*** PROVIDED DATA Section Begins ***

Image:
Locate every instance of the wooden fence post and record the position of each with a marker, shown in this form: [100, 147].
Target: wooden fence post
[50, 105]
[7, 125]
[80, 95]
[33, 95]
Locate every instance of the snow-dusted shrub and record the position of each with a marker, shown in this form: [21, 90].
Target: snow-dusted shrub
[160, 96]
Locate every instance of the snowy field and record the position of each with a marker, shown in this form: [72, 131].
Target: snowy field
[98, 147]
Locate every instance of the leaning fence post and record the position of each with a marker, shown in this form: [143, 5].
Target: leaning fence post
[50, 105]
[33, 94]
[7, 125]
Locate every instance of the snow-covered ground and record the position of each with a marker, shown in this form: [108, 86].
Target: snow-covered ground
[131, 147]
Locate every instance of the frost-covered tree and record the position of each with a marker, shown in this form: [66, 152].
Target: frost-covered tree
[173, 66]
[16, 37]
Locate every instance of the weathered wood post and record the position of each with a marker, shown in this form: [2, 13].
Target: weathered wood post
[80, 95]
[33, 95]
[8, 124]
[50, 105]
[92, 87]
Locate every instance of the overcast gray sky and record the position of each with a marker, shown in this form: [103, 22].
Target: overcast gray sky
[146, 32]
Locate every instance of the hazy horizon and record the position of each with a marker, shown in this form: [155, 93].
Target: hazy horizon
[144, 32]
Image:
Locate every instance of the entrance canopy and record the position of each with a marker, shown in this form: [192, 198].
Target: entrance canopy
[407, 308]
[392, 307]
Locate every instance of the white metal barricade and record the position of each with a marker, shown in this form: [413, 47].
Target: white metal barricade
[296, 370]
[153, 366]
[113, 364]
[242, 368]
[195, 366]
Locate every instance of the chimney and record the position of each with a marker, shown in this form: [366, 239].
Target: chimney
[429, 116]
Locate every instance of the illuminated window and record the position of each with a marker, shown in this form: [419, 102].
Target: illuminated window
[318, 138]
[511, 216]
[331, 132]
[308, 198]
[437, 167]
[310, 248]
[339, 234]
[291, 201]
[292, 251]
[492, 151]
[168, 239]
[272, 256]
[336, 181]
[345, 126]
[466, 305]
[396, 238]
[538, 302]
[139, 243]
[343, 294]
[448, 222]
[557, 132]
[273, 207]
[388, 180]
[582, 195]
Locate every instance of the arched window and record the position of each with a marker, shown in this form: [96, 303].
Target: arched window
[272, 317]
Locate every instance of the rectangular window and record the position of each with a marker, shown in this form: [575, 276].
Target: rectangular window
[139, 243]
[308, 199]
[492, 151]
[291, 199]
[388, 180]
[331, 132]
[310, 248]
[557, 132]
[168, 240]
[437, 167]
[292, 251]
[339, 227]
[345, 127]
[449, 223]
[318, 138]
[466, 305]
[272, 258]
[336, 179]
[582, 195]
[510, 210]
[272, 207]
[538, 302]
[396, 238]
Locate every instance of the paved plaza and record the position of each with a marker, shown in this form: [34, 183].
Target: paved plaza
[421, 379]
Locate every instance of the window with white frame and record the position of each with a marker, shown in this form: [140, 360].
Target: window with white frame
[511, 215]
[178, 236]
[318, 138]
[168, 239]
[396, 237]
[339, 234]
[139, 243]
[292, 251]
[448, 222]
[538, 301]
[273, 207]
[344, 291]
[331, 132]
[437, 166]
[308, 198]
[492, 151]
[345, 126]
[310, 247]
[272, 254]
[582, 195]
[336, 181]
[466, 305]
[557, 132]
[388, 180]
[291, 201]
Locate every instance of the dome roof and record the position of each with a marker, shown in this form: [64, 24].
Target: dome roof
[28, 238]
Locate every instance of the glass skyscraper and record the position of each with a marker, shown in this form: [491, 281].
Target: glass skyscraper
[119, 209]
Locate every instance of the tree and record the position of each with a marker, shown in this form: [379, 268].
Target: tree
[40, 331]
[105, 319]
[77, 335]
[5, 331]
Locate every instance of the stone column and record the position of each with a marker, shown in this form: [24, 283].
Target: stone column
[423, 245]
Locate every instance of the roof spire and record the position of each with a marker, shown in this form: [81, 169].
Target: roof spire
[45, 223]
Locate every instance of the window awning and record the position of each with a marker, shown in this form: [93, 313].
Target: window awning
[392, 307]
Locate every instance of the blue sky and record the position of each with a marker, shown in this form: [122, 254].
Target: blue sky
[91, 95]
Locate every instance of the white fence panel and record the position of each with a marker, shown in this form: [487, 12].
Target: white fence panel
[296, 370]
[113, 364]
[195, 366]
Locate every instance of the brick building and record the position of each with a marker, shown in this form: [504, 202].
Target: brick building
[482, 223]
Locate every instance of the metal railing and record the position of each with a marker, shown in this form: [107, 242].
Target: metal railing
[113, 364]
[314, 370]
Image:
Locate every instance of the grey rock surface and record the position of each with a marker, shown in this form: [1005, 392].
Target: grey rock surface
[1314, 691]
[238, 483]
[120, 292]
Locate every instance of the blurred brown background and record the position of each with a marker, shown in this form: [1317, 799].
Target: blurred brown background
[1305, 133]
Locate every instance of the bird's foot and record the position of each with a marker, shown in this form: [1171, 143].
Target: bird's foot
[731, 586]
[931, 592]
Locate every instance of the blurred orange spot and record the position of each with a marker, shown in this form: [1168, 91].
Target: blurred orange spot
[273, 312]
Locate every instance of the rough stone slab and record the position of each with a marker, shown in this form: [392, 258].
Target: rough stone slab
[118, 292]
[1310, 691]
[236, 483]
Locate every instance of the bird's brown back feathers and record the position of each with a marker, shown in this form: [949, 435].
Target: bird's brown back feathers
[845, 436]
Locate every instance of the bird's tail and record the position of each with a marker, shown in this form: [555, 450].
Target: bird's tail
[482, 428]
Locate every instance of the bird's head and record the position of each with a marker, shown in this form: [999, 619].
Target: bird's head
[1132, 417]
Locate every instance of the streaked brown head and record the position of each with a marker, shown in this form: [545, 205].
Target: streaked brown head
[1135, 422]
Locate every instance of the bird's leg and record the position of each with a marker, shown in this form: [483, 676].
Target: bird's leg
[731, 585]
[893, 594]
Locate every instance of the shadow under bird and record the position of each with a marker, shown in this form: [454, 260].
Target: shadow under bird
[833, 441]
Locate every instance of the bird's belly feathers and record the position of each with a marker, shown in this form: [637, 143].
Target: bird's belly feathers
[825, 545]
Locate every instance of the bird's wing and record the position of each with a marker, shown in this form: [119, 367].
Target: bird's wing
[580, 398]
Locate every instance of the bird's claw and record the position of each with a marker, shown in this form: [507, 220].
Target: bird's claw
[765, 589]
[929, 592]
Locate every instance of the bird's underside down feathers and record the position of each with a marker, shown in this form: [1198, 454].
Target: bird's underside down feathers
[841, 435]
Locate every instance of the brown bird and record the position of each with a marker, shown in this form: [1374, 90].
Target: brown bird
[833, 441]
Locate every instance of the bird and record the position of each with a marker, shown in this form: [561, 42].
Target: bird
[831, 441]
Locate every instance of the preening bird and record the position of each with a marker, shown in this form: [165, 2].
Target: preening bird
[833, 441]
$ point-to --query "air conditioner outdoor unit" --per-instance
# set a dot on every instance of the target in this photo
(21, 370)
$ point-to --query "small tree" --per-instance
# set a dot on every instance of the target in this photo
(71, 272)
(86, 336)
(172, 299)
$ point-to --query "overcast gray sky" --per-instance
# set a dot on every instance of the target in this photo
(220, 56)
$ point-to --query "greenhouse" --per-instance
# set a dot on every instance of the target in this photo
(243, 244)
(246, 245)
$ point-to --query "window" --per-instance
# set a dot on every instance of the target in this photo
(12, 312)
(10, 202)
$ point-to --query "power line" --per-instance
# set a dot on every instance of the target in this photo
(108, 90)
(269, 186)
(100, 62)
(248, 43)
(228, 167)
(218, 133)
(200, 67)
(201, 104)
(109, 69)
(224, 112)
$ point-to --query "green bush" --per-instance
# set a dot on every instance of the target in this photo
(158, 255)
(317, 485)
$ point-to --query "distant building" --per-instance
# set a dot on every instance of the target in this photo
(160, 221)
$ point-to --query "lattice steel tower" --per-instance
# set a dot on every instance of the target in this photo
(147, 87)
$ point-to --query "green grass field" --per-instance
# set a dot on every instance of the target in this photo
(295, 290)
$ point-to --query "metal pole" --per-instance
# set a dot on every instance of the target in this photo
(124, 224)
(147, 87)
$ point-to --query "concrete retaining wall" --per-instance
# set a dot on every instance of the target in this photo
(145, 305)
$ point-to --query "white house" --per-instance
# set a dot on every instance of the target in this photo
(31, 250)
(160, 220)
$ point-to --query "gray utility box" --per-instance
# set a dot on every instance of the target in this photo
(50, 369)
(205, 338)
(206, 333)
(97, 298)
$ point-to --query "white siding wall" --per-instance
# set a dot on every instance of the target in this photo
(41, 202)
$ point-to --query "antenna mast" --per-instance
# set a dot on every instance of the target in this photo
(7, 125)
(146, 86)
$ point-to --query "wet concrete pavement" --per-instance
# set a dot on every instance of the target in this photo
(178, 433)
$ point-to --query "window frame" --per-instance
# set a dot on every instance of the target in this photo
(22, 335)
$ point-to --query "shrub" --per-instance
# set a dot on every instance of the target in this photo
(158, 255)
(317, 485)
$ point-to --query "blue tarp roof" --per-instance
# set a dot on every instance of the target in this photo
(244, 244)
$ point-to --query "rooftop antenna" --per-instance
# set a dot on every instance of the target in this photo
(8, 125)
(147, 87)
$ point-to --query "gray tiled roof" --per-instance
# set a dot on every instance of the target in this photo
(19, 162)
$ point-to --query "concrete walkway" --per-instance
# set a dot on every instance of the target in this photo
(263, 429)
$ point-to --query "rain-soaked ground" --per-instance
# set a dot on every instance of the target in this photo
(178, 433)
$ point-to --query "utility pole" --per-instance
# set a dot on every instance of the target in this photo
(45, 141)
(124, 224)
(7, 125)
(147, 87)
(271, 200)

*** PROVIDED DATA Section Ends ***

WHAT TO WORK ON :: Report the number of lines of the listing above that hold the string "wall", with no other text.

EXERCISE ANSWER :: 2